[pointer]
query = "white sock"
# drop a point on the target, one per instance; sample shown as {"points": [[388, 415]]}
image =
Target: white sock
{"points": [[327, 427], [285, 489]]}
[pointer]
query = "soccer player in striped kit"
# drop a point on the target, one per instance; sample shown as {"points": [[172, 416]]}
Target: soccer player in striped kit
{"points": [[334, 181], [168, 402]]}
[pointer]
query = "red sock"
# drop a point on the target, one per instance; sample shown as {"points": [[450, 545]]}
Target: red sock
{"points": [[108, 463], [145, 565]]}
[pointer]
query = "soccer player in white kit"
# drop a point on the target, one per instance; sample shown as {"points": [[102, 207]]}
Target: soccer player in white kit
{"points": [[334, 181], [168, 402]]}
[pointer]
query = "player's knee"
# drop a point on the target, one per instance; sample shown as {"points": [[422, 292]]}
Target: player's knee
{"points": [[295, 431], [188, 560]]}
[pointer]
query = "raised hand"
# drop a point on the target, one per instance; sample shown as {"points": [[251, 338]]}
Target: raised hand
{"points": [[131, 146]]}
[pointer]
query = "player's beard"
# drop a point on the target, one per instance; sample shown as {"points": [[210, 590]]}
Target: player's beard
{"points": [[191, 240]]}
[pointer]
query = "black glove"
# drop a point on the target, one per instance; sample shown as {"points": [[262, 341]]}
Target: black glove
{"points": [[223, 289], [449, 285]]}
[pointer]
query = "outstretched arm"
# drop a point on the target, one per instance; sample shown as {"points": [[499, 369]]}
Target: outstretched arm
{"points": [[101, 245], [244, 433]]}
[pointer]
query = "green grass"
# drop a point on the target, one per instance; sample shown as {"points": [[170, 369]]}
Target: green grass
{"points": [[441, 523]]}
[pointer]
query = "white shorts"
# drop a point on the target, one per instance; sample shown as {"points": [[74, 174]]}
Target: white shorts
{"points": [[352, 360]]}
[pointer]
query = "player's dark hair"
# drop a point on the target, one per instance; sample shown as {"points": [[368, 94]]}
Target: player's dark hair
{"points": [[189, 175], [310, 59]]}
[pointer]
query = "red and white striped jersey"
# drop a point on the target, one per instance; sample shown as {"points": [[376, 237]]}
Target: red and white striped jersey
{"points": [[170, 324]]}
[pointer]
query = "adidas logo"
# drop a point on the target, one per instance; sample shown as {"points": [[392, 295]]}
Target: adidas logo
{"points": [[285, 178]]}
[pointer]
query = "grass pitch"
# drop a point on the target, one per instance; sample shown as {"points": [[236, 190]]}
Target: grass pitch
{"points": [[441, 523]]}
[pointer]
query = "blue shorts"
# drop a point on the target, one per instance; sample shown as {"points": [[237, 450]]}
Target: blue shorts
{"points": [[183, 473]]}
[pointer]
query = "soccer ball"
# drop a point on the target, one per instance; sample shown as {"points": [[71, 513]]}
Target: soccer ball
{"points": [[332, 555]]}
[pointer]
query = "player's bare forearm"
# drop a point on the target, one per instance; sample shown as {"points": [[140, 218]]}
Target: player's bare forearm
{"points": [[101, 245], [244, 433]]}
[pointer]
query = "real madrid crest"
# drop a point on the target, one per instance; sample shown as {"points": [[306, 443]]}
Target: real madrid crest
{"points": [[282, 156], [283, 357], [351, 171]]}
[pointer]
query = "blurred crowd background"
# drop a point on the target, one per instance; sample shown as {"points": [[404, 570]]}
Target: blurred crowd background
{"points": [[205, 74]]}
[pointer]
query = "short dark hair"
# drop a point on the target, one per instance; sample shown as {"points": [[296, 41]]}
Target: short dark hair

What you will do - Print each line of the data exactly. Keep all of it.

Response for this exercise -
[pointer]
query = "white sock"
# drop a point on the target, one per instance; sample shown as {"points": [[388, 415]]}
image =
Target: white sock
{"points": [[327, 427], [285, 489]]}
[pointer]
query = "soccer player in striped kit"
# drop a point on the target, one per instance; sample shown as {"points": [[172, 416]]}
Target: soccer player in striped kit
{"points": [[334, 181], [168, 402]]}
[pointer]
query = "red sock"
# drop a point on the target, one per instance; sample shown as {"points": [[450, 545]]}
Target: red sock
{"points": [[108, 463], [145, 565]]}
[pointer]
query = "soccer player in white kit"
# drop a point on the target, one per instance; sample shown as {"points": [[102, 207]]}
Target: soccer player in white kit
{"points": [[334, 181], [168, 402]]}
[pointer]
query = "player's knee"
# drop a point on the target, one per instance; sample shown as {"points": [[422, 292]]}
Target: player's knee
{"points": [[295, 431], [188, 560]]}
[pointer]
query = "raised hand"
# drop a point on the target, one per instance; sample shown as {"points": [[251, 338]]}
Target: raised hand
{"points": [[131, 146]]}
[pointer]
query = "player's beard"
# drop a point on the target, one per instance; sample shown as {"points": [[210, 590]]}
Target: player's beard
{"points": [[191, 240]]}
[pointer]
query = "black glove"
# drop a point on the target, one per instance; sample shown as {"points": [[262, 341]]}
Target: black glove
{"points": [[223, 289], [449, 285]]}
[pointer]
query = "outstretched arm"
# drop a point on the target, one per instance; sample shown as {"points": [[499, 369]]}
Target: outstretched arm
{"points": [[101, 245], [244, 433]]}
[pointer]
query = "green grass"
# drop a point on the target, one per instance; sample shown as {"points": [[170, 369]]}
Target: green grass
{"points": [[441, 523]]}
[pointer]
query = "white shorts"
# drop a point on the target, one per instance; sample shown as {"points": [[74, 174]]}
Target: white shorts
{"points": [[352, 360]]}
[pointer]
query = "player's dark hair"
# drop a point on the target, one per instance; sample shown as {"points": [[368, 94]]}
Target: player's dark hair
{"points": [[189, 175], [310, 59]]}
[pointer]
query = "red and white striped jersey"
# drop a point on the target, one per instance; sample shown as {"points": [[376, 237]]}
Target: red and white striped jersey
{"points": [[170, 324]]}
[pointer]
query = "adidas logo"
# drop a point on the target, one per instance; sample shown as {"points": [[392, 295]]}
Target: adidas logo
{"points": [[285, 178]]}
[pointer]
query = "grass pitch"
# drop a point on the target, one per instance; sample shown as {"points": [[236, 190]]}
Target: grass pitch
{"points": [[441, 523]]}
[pointer]
query = "blue shorts"
# drop a point on the target, one per instance; sample shown as {"points": [[237, 450]]}
Target: blue shorts
{"points": [[183, 473]]}
[pointer]
query = "soccer ball"
# drop a point on the target, one per instance; sample shown as {"points": [[71, 513]]}
Target: soccer ball
{"points": [[332, 555]]}
[pointer]
query = "player's bare forearm"
# drop a point on the target, one per instance; sample shown as {"points": [[140, 218]]}
Target: player's bare forearm
{"points": [[101, 245], [244, 433]]}
[pointer]
query = "real madrid crest"
# drop a point on the target, one per instance; sample shown as {"points": [[306, 443]]}
Target: real madrid crest
{"points": [[282, 156], [283, 357], [351, 171]]}
[pointer]
query = "blurred crowd background"
# drop a point on the target, one per instance; sample shown as {"points": [[404, 570]]}
Target: blurred crowd background
{"points": [[205, 74]]}
[pointer]
query = "short dark hair"
# drop a point on the target, one per instance; sample shown as {"points": [[296, 41]]}
Target: short dark hair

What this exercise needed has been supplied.